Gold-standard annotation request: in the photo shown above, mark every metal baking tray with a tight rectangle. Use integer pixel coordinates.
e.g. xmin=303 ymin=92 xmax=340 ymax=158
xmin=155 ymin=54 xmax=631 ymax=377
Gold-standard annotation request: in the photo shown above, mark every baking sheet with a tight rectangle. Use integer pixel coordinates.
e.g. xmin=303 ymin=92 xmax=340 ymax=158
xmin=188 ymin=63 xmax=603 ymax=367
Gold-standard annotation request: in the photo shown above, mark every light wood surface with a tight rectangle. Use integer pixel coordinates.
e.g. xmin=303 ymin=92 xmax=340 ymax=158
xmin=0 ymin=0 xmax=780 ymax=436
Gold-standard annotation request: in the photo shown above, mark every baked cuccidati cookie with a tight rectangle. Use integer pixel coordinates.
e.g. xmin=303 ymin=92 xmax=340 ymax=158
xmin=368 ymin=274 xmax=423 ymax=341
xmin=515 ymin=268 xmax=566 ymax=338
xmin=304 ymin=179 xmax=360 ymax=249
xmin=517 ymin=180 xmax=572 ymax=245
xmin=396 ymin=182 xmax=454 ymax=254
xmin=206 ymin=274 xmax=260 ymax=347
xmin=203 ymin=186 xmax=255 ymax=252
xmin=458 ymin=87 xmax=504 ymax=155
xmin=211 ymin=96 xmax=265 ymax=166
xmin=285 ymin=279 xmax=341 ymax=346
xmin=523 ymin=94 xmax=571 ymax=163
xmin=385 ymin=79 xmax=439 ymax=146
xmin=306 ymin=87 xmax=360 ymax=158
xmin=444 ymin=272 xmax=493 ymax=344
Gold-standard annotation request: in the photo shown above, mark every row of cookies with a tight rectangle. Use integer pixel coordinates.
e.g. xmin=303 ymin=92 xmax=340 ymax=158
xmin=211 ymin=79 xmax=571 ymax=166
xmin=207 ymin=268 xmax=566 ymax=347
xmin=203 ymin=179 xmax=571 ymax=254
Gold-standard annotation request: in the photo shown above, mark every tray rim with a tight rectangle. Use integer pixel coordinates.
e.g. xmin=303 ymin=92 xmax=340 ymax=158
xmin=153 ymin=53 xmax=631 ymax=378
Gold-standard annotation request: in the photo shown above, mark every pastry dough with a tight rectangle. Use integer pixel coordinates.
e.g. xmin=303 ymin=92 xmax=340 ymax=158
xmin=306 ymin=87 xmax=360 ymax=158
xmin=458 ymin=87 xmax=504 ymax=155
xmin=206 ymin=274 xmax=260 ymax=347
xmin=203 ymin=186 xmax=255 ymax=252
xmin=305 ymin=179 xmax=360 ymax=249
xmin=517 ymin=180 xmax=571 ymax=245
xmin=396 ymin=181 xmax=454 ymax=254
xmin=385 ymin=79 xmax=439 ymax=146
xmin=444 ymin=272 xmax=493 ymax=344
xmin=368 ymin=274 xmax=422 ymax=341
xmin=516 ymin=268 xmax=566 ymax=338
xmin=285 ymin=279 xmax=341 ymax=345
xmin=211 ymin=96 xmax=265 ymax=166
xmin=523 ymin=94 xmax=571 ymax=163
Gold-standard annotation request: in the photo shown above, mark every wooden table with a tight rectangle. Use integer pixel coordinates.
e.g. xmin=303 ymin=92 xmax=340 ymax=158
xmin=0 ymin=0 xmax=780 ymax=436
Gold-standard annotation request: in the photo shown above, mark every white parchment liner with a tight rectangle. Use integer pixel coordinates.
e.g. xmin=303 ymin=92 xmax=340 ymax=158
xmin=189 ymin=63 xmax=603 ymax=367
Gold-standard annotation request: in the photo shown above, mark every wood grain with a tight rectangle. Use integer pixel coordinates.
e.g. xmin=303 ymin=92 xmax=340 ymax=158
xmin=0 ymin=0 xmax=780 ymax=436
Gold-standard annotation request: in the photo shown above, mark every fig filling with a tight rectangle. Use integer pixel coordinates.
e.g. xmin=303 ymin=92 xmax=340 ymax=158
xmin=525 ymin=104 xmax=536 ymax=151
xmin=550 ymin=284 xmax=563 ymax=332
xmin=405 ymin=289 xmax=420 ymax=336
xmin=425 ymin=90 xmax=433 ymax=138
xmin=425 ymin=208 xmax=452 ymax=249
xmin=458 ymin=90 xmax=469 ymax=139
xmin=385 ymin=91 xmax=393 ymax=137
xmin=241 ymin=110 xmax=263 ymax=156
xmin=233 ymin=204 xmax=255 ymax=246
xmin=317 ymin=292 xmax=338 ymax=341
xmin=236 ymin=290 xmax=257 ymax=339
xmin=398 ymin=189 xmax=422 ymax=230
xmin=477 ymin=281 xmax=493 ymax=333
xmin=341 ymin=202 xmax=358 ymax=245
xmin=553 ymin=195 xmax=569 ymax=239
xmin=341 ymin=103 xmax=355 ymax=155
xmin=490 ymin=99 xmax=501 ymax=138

────────────────

- **Directive**
Set down the entries above again, word for word.

- **Exercise result**
Gold-standard annotation request: in the photo shown above, mark every metal baking tray with a tight rectangle. Use integer pixel coordinates.
e.g. xmin=303 ymin=92 xmax=340 ymax=158
xmin=155 ymin=54 xmax=631 ymax=377
Gold-standard annotation request: in the photo shown above, mark every baking sheet with a tight rectangle. Use integer pixel coordinates.
e.g. xmin=303 ymin=92 xmax=340 ymax=158
xmin=188 ymin=63 xmax=603 ymax=367
Gold-standard annotation request: in the photo shown above, mark every light wood surface with a tight rectangle. Use integer pixel coordinates.
e.g. xmin=303 ymin=92 xmax=340 ymax=158
xmin=0 ymin=0 xmax=780 ymax=436
Gold-standard annotation request: in the photo shown above, mark every baked cuccidati cookie with a tight rectangle. Use integer pixel coordinates.
e.g. xmin=303 ymin=92 xmax=340 ymax=158
xmin=368 ymin=274 xmax=423 ymax=341
xmin=515 ymin=268 xmax=566 ymax=338
xmin=304 ymin=179 xmax=360 ymax=249
xmin=517 ymin=180 xmax=572 ymax=245
xmin=396 ymin=182 xmax=454 ymax=254
xmin=206 ymin=274 xmax=260 ymax=347
xmin=203 ymin=186 xmax=255 ymax=252
xmin=458 ymin=87 xmax=504 ymax=155
xmin=211 ymin=96 xmax=265 ymax=166
xmin=285 ymin=279 xmax=341 ymax=346
xmin=523 ymin=94 xmax=571 ymax=163
xmin=385 ymin=79 xmax=439 ymax=146
xmin=306 ymin=87 xmax=360 ymax=158
xmin=444 ymin=272 xmax=493 ymax=344
Gold-standard annotation request: in the photo shown above, mark every row of cookies with a tight rectangle. Use integer pixel coordinates.
e.g. xmin=303 ymin=92 xmax=340 ymax=158
xmin=211 ymin=79 xmax=571 ymax=166
xmin=207 ymin=268 xmax=566 ymax=347
xmin=203 ymin=179 xmax=571 ymax=254
Gold-standard annotation request: in the photo shown above, mark every tray rim with a tight rectangle. Use integer pixel coordinates.
e.g. xmin=303 ymin=92 xmax=340 ymax=158
xmin=153 ymin=53 xmax=631 ymax=378
Gold-standard annotation request: in the photo shown above, mark every pastry dough with a tight rectangle. Use integer pixel coordinates.
e.g. xmin=303 ymin=92 xmax=340 ymax=158
xmin=306 ymin=87 xmax=360 ymax=158
xmin=458 ymin=87 xmax=504 ymax=155
xmin=206 ymin=274 xmax=260 ymax=347
xmin=203 ymin=186 xmax=255 ymax=252
xmin=305 ymin=179 xmax=360 ymax=249
xmin=517 ymin=180 xmax=571 ymax=245
xmin=396 ymin=181 xmax=454 ymax=254
xmin=385 ymin=79 xmax=439 ymax=146
xmin=444 ymin=272 xmax=493 ymax=344
xmin=368 ymin=274 xmax=422 ymax=341
xmin=516 ymin=268 xmax=566 ymax=338
xmin=285 ymin=279 xmax=341 ymax=345
xmin=211 ymin=96 xmax=265 ymax=166
xmin=523 ymin=94 xmax=571 ymax=163
Gold-standard annotation request: in the photo shown above, mark every wooden table with a tight rectangle. Use integer pixel coordinates.
e.g. xmin=303 ymin=92 xmax=340 ymax=158
xmin=0 ymin=0 xmax=780 ymax=436
Gold-standard annotation request: in the photo shown above, mark every white parchment liner with a tight rectangle. Use integer pixel coordinates.
e.g. xmin=303 ymin=92 xmax=340 ymax=158
xmin=189 ymin=63 xmax=603 ymax=367
Gold-standard annotation request: in the photo shown above, mark every wood grain with a tight rectangle. Use integer pixel coordinates.
e.g. xmin=303 ymin=92 xmax=340 ymax=158
xmin=0 ymin=0 xmax=780 ymax=436
Gold-standard annotation request: in the photo shown above, mark every fig filling with a tight rectangle. Use integer pixel coordinates.
e.g. xmin=303 ymin=92 xmax=340 ymax=158
xmin=525 ymin=104 xmax=536 ymax=151
xmin=550 ymin=284 xmax=563 ymax=332
xmin=405 ymin=289 xmax=420 ymax=336
xmin=425 ymin=90 xmax=433 ymax=138
xmin=425 ymin=208 xmax=452 ymax=249
xmin=458 ymin=90 xmax=469 ymax=139
xmin=385 ymin=91 xmax=393 ymax=137
xmin=241 ymin=110 xmax=263 ymax=156
xmin=233 ymin=204 xmax=255 ymax=246
xmin=317 ymin=292 xmax=338 ymax=341
xmin=236 ymin=290 xmax=257 ymax=339
xmin=398 ymin=189 xmax=422 ymax=230
xmin=477 ymin=281 xmax=493 ymax=333
xmin=341 ymin=202 xmax=358 ymax=245
xmin=553 ymin=195 xmax=569 ymax=239
xmin=341 ymin=103 xmax=355 ymax=155
xmin=490 ymin=99 xmax=501 ymax=138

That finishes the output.